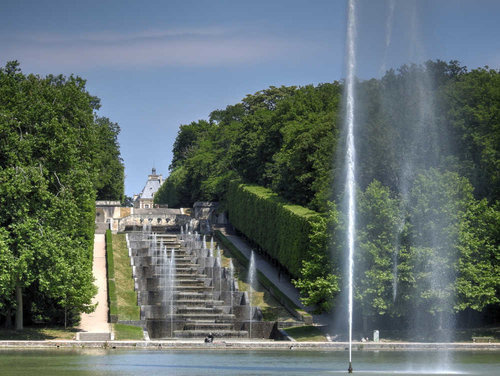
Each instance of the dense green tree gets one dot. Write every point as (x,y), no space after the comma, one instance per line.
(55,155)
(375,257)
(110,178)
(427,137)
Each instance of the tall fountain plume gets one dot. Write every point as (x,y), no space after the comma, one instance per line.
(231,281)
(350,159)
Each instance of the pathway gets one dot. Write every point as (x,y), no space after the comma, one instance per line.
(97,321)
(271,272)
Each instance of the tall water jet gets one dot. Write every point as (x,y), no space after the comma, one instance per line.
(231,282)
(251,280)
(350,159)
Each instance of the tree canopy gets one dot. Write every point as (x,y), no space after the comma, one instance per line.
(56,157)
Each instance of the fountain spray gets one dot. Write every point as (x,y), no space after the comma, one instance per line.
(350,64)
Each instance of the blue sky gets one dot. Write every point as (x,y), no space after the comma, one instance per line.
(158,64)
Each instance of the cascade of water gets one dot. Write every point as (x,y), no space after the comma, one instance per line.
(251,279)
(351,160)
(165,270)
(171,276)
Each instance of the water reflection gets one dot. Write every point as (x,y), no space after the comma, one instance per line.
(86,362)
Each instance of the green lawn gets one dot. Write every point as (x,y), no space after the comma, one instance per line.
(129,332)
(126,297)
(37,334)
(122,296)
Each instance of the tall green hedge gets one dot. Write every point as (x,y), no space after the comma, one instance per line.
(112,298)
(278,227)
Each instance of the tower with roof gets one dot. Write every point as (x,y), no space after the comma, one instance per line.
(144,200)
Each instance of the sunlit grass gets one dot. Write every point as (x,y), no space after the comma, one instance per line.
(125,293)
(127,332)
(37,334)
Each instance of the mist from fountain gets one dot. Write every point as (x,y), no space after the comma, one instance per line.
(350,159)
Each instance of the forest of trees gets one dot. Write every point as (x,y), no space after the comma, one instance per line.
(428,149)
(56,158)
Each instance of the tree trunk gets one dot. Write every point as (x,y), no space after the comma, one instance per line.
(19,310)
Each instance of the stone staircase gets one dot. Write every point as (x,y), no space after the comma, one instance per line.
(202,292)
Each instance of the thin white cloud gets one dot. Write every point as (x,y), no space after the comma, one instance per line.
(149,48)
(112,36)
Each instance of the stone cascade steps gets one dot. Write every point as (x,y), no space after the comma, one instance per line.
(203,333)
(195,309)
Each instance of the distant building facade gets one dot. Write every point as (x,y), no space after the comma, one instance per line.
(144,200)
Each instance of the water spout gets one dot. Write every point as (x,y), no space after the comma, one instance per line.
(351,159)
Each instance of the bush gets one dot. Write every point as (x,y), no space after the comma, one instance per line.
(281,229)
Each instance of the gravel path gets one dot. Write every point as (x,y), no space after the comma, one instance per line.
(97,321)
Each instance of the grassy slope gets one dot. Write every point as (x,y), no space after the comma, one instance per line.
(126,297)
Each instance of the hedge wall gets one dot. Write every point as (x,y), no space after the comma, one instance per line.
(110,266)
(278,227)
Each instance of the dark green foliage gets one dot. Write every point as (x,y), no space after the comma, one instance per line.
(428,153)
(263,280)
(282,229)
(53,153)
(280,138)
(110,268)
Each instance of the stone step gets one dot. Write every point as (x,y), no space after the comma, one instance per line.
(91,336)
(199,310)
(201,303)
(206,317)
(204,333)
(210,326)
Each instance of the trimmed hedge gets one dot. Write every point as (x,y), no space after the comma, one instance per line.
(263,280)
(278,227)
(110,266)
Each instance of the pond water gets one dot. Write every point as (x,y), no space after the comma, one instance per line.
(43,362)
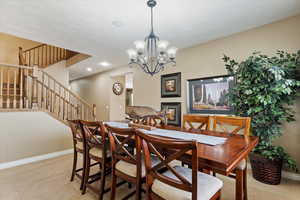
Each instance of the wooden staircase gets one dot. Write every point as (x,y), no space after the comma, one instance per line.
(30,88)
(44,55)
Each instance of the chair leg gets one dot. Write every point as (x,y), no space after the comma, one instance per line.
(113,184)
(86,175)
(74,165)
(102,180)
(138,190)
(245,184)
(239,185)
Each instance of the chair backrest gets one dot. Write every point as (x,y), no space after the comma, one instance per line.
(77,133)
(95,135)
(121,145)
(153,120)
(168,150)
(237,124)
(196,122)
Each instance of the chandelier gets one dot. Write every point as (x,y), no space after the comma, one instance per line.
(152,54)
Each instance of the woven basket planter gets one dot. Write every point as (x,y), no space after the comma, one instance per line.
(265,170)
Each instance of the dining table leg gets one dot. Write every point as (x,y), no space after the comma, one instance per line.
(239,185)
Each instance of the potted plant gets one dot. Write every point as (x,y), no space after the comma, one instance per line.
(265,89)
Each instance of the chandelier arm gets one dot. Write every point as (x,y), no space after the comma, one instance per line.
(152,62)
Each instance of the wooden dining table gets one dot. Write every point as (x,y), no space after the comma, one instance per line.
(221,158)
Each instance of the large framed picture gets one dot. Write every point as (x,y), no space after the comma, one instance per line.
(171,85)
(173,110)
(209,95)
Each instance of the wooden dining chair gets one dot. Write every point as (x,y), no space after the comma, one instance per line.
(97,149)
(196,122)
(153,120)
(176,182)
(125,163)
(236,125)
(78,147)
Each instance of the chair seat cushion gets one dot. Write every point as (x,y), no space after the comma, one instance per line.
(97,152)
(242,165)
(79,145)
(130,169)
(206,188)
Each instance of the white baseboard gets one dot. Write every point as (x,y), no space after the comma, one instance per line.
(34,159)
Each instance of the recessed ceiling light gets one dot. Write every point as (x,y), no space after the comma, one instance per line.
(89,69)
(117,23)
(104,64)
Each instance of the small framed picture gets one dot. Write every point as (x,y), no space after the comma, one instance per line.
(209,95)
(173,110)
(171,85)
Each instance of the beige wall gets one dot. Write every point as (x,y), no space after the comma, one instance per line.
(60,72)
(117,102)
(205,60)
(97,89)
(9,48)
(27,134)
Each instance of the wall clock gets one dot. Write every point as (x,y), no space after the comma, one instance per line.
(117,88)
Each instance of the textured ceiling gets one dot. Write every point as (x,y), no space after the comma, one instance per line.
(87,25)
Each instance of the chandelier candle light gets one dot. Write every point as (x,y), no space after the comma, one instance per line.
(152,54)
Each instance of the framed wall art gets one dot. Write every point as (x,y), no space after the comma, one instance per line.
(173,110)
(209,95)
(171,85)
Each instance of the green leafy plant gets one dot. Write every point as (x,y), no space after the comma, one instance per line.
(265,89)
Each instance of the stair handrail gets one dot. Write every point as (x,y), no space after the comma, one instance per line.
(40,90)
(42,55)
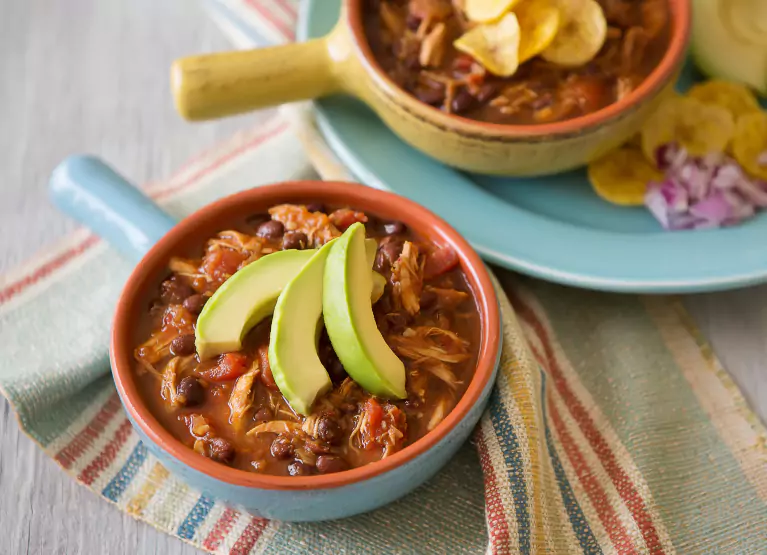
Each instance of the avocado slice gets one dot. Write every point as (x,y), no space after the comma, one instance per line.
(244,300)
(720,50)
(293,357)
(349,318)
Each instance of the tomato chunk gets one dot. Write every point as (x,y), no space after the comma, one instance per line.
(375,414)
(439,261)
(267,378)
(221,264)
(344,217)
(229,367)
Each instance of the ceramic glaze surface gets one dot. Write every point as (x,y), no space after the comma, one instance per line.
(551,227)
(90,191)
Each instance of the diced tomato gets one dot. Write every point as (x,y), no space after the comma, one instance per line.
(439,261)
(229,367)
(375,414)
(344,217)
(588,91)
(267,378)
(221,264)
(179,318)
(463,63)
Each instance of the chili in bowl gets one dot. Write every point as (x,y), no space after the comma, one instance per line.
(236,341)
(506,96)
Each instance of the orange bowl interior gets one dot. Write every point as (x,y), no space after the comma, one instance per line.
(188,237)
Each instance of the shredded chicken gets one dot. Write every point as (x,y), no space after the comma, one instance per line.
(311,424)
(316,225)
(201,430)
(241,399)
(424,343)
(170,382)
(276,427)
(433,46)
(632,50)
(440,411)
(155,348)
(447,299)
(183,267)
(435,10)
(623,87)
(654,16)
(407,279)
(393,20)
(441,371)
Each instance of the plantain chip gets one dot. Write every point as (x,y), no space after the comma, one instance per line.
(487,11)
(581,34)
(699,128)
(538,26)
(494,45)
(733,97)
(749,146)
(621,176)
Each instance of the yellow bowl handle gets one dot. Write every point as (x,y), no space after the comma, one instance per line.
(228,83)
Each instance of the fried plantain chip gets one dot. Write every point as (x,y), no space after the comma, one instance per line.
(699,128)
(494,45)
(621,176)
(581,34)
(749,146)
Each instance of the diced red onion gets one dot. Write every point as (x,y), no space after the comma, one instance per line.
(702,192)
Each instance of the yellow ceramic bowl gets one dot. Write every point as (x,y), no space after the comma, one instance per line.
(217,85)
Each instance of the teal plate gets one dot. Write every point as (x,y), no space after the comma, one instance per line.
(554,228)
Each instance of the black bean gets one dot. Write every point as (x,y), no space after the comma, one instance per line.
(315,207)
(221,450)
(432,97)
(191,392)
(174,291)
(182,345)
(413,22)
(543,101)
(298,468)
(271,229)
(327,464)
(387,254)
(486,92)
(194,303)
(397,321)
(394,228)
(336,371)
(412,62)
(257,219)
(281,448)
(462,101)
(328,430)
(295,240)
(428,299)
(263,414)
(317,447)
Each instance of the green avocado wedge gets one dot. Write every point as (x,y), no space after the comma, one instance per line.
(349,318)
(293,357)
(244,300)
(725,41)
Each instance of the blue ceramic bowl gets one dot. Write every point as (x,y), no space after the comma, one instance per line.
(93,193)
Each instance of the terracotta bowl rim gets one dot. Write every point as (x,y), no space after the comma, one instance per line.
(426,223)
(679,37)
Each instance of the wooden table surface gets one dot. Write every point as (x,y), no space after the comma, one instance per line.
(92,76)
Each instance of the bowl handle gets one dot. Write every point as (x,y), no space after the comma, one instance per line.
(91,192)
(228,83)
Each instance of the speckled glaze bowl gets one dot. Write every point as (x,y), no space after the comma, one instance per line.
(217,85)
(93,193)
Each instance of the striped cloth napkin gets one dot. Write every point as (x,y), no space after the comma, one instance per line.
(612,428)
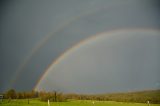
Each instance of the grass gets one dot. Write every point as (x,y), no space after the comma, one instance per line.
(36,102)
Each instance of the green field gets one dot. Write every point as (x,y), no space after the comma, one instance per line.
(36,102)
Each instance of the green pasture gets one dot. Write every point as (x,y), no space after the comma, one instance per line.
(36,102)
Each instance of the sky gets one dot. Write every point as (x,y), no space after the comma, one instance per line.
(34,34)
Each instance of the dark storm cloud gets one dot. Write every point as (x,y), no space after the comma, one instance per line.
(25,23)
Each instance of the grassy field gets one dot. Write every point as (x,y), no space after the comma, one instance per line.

_REQUIREMENTS:_
Exclude all pictures and reproduce exactly the lines from the one containing "Each instance of the striped" through the final line of the entries above.

_ANSWER TO THIS TASK:_
Each instance of the striped cloth napkin gets one dot. Write every point as (x,y), no space after the comma, one instance per line.
(612,428)
Each instance of the grass gets one dot. Write every point as (x,y), no space after the comma, one instance per line.
(36,102)
Each instance of the green field gets one dot. Write every point as (x,y), no space after the comma, one instance per line.
(36,102)
Each instance of the green pasture gets one dot. Write every point as (x,y), no space after the comma, one instance per line.
(36,102)
Each instance of the sky gets one dot. Write every point as (x,y), no space after the comma, one instance per line.
(34,34)
Each instance of the dark storm cloud gets one dot. Write every point as (x,y), no space after the comma, one instance per line.
(25,23)
Each instance of the grassy field gets one dot. Write every point as (x,y), no space after the comma, one instance per line.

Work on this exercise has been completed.